*** Opening of Selected text ***

In 2017, when Pablo was researching U.S. universities from his home in Valencia, Spain, he wanted to find a school with an excellent biomedical engineering program where he could play tennis. He took a chance on Indiana Tech, 4,275 miles away, and found it was the absolute perfect fit—so much so that he earned Outstanding Biomedical Engineering Graduate and Outstanding Overall College of Engineering Graduate honors for 2021.

“The hands-on, project-based and interactive biomedical program prepared me well to be a professional in this industry,” Pablo said.

He cited working with human cadavers during his freshman year and a rigorous Medical Device Design Project course during his junior year as impactful opportunities that helped reinforce everything he was learning during lectures. It laid the foundation for a grueling senior project.

“I was exposed to all phases a medical device project when I developed the Unifying™ Elbow Trauma System by myself,” he said. “I worked tirelessly on this project, and it was personally satisfying to witness its evolution.”

In addition to an intensive, hands-on curriculum, Pablo attributes the university’s committed faculty toward his success as a student.

“Professors are interested in getting to know you very well and helping you; you can rely on them inside and outside the classroom,” he said.

After completing a Master of Engineering in Biomedical Engineering at Clemson University in May 2022, Pablo will look for a career in the medical device industry with a priority of helping other.

“My motivation is to improve people’s quality of life by developing medical devices that treat medical conditions, reduce pain and facilitate daily activities.”

*** Close of Selected text ***

▸ Instructions for the task:
Using the text about Pablo, say whether each statement agrees with it, answering yes or no and quoting the exact words that decide it. (a) Pablo worked with human cadavers during his freshman year. (b) Pablo developed the Unifying™ Elbow Trauma System with a team. (c) Pablo began researching U.S. universities in 2021.

*** Opening of Listed records ***

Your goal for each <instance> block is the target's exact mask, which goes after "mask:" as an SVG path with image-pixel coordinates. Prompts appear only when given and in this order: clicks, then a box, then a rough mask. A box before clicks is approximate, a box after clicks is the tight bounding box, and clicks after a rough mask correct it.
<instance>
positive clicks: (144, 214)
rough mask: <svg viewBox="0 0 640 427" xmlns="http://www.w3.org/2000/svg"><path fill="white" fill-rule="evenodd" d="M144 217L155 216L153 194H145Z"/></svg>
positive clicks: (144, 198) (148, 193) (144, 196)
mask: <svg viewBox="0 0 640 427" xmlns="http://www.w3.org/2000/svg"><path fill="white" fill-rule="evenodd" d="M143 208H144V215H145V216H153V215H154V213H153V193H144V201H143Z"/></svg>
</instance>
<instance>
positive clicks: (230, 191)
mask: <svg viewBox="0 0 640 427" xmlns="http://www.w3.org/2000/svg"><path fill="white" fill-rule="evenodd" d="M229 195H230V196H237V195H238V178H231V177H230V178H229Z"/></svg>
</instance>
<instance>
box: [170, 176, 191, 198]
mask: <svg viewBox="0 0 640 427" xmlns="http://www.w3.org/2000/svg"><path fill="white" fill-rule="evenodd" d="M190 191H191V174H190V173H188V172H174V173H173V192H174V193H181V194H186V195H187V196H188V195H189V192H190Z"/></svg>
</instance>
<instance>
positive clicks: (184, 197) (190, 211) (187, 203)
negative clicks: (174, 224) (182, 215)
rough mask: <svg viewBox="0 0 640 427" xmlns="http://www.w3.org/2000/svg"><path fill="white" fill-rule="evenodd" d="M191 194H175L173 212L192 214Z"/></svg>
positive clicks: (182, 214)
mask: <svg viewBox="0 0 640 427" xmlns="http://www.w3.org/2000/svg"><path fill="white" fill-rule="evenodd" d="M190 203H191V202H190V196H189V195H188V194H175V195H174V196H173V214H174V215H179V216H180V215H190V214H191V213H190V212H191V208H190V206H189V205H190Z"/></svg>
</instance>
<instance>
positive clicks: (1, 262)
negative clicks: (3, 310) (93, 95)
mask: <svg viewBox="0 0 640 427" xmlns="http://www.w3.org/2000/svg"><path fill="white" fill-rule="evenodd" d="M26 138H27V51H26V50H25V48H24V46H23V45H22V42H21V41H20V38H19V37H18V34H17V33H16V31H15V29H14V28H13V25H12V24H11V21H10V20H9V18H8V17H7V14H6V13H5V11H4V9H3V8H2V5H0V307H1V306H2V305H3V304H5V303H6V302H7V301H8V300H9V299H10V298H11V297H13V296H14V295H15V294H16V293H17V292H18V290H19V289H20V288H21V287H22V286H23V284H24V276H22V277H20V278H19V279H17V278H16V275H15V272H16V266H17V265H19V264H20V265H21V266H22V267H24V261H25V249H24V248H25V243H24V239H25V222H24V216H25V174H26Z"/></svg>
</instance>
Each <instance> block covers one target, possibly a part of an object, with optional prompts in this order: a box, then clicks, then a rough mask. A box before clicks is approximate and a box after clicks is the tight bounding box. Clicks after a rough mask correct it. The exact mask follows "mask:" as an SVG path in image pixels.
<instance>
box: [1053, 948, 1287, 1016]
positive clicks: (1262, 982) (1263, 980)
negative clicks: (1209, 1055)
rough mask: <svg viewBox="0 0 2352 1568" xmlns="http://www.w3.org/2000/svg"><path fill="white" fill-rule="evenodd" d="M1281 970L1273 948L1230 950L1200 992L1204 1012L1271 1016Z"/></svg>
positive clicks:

*** Close of Listed records ***

▸ Task solution:
(a) Yes: "He cited working with human cadavers during his freshman year"
(b) No: "I developed the Unifying™ Elbow Trauma System by myself"
(c) No: "In 2017, when Pablo was researching U.S. universities"